**RECORDS SHOWN**
# # #

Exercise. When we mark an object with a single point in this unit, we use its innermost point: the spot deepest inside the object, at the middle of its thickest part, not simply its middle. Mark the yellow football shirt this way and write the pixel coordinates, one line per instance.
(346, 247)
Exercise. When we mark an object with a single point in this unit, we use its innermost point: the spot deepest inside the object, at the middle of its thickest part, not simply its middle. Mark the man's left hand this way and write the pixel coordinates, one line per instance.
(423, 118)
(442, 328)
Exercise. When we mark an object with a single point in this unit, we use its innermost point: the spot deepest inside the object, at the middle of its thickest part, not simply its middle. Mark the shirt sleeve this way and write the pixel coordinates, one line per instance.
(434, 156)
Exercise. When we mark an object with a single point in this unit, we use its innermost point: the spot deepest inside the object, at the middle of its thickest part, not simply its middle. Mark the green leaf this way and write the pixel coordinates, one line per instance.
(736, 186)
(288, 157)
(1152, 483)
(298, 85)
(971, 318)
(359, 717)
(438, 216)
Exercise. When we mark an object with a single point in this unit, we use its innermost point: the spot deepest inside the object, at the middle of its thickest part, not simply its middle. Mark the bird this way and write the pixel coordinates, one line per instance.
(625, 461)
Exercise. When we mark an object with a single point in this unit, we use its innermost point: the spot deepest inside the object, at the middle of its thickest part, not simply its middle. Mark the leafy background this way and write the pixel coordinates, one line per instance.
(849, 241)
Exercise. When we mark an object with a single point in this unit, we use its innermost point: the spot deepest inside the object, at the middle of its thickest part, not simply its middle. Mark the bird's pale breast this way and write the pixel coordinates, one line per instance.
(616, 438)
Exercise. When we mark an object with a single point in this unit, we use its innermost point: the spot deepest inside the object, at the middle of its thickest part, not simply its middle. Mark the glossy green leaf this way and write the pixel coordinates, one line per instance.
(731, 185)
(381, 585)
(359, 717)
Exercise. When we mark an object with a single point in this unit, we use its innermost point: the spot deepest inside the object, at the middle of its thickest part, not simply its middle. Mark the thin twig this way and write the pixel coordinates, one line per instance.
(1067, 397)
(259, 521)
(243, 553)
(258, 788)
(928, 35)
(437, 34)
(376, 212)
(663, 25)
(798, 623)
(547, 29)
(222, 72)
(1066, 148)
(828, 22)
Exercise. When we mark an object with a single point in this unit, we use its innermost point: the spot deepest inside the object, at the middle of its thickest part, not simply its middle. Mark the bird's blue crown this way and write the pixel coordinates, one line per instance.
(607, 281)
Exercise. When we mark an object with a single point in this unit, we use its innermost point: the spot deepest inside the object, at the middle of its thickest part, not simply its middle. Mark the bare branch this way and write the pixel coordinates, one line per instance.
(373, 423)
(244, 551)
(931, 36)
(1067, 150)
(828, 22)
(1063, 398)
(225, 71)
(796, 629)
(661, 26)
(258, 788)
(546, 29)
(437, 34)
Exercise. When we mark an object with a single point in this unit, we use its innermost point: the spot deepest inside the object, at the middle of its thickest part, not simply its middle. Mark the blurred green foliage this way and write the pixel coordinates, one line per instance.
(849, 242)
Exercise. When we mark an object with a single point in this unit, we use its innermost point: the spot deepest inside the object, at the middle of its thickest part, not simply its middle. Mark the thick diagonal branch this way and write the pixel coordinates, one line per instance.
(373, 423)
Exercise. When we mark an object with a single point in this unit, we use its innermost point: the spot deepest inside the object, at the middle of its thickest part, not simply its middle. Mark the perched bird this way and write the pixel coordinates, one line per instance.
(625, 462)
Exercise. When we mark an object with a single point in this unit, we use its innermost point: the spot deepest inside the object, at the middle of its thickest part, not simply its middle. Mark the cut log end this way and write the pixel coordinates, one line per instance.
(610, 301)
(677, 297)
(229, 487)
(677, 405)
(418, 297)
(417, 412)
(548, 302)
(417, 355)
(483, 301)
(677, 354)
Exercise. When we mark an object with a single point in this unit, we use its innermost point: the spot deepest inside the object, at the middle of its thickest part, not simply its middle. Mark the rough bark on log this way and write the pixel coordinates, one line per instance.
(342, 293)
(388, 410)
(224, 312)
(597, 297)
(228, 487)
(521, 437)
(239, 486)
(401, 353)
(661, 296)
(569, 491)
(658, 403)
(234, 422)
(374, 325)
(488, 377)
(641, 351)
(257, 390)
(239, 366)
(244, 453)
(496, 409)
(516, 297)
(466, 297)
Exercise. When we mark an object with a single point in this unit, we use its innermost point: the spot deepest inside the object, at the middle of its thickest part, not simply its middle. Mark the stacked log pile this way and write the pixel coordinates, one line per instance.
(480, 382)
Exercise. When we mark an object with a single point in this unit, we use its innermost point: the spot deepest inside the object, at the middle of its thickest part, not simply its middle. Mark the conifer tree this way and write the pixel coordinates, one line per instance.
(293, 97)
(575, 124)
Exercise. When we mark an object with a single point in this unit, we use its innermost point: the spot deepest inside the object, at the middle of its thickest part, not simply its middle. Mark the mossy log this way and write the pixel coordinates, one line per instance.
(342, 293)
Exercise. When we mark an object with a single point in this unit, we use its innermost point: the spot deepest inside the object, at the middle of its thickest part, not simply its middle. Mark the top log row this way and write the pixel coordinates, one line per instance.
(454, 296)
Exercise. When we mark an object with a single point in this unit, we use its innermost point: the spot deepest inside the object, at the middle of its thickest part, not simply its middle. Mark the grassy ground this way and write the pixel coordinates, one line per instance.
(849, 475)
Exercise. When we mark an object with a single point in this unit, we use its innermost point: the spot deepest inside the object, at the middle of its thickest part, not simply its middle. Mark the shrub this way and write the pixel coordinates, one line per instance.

# # #

**TASK INSTRUCTIONS**
Repeat the data above, word for word.

**RESPONSE TO THIS EXERCISE**
Exercise. When we mark an object with a single point in this unit, we use its innermost point: the spot deepest inside the object, at the middle of its thickest part, not simply its middle. Mark the yellow football shirt this way and write the pixel coordinates, one line per instance.
(346, 247)
Exercise. When we mark an object with a single point in this unit, we use its innermost point: the spot deepest inside the object, at the middle of its thickest part, not simply its middle. Mark the man's left hand this way and write the pixel coordinates, one line per instance.
(423, 118)
(442, 328)
Exercise. When we mark an object with a single point in this unit, we use its innermost point: the spot deepest inside the object, at the middle of its thickest part, not simply its middle. Mark the shirt sleeve this way and write the pixel coordinates, one line per instance.
(434, 156)
Exercise. When we mark an object with a single point in this unit, we use its innermost point: the spot deepest inside the object, at the middle of its thickest part, not simply its middle. Mark the green leaf this way and write the pixel coordinates, one line per instance.
(736, 186)
(288, 157)
(1152, 483)
(298, 85)
(971, 318)
(359, 717)
(438, 216)
Exercise. When we mark an object with a single point in this unit, we use its innermost point: the spot deepest inside the object, at the middle of its thickest part, not simply its middle. Mark the bird this way and write the pixel coordinates, one line per instance.
(625, 461)
Exercise. When we mark an object with a single point in this unit, we use its innermost point: the spot deepest inside the object, at the middle of its thickest part, not simply its middle. Mark the leafy background this way and write the pixel coordinates, one line per instance.
(849, 241)
Exercise. When we mark an object with a single point in this unit, we use its innermost point: the spot deepest inside the object, at the middle of its thickest part, not simply its middle. Mark the bird's pale breast this way and write the pixel coordinates, one line per instance.
(616, 438)
Exercise. When we mark an object with a single point in this unit, we use its innermost point: the spot deepest inside the object, at the middle of its thickest part, not simply its middle. Mark the glossy green leaf this way and write the pixel coordinates, one line per instance.
(731, 185)
(381, 585)
(359, 717)
Exercise. When we mark an object with a single point in this unit, we use its innermost point: the spot deepest inside the object, at the middle of its thickest part, not simply its middle. Mark the thin twig this way and write the pixel coordinates, one line per instance.
(1067, 397)
(259, 521)
(243, 553)
(258, 788)
(928, 35)
(437, 34)
(376, 212)
(663, 25)
(798, 623)
(547, 29)
(222, 72)
(1066, 148)
(828, 22)
Exercise. When we mark an object with a single point in this unit, we use its innermost point: the spot deepest inside the object, at the middle of its thickest part, not simply its middle. Mark the bird's blue crown this way and write the pixel coordinates, one line per instance.
(607, 281)
Exercise. When we mark an object with a single point in this unit, we use its innermost point: the spot deepest inside the object, at the middle of its thickest part, not simply its middle. Mark the bare branch this way and write the pixel coordinates, one line per instance.
(373, 423)
(244, 551)
(931, 36)
(1067, 150)
(828, 22)
(1063, 398)
(225, 71)
(796, 629)
(661, 26)
(258, 788)
(546, 29)
(437, 34)
Exercise. When we mark an object with a single point in this unit, we use its innermost point: the spot deepest inside the object, at the middle of its thickest part, not simply its middle. Mark the blurred green foliage this way and write the pixel coordinates, one line per instance.
(849, 242)
Exercise. When we mark an object with a single point in this unit, we use its innermost point: the spot deepest inside the object, at the middle of its thickest part, not simply its middle. Mark the thick diagonal branch this way and write the pixel coordinates, one line per instance.
(373, 423)
Exercise. When we mark an object with a single point in this unit, we use its innermost point: the spot deepest inside the object, at the middle of its thickest part, not simply its middle. Mark the perched bird this way and write the pixel coordinates, one line per instance.
(625, 462)
Exercise. When we mark an object with a single point in this unit, we use its innermost point: the spot deepest inside the object, at the middle of its thickest part, not simply its middle. Mark the cut log end this way and write the pixel coordinates, one line per instance.
(610, 301)
(677, 297)
(229, 487)
(677, 405)
(418, 297)
(417, 412)
(548, 302)
(417, 355)
(483, 301)
(677, 354)
Exercise. When we mark an object with a single point in this unit, we use its innermost point: the spot deepest inside the object, at the middle of its thickest part, not simply its middle. Mark the rough bark on log this way and write the pixel coordinates, one line per instance.
(342, 293)
(388, 410)
(224, 312)
(597, 297)
(228, 487)
(521, 437)
(239, 486)
(401, 353)
(661, 296)
(569, 491)
(658, 403)
(234, 422)
(374, 325)
(488, 377)
(641, 351)
(257, 390)
(239, 366)
(244, 453)
(496, 409)
(516, 297)
(466, 297)
Exercise. When we mark an object with a single point in this unit, we use its innermost point: the spot deepest inside the object, at the middle of its thickest part, not simply its middle. Mark the stacked log pile this way and write the pixel coordinates, one line per instance.
(480, 382)
Exercise. When we mark an object with a single point in this unit, we use its innermost point: the spot deepest inside the object, at the middle of its thickest part, not simply its middle. Mark the conifer tree this way and write the pixel coordinates, one line per instance.
(293, 97)
(575, 124)
Exercise. When we mark an object with a single point in this unit, we use its innermost point: the spot deepest inside the object, at the middle of its thickest part, not simply its middle. Mark the mossy log this way and write the pixel coordinates, one line per instance.
(342, 293)
Exercise. When we mark an object with a single point in this unit, we use its innermost point: the spot deepest inside the object, at the middle of its thickest part, not simply its middle. Mark the top log row this way and write the pixel coordinates, one line per instance.
(454, 296)
Exercise. When we mark an object with a single point in this unit, we use its innermost point: the spot deepest inside the object, at the middle of its thickest part, not simply its middle. Mark the grassy ground this way and write the pixel coordinates, one line per instance.
(849, 475)
Exercise. When we mark an object with a single point in this unit, we use its innermost point: the spot deepest inside the object, at the middle of its thickest part, not simply its middle. Mark the shrub this way and write the pixel coordinates, one line per instance.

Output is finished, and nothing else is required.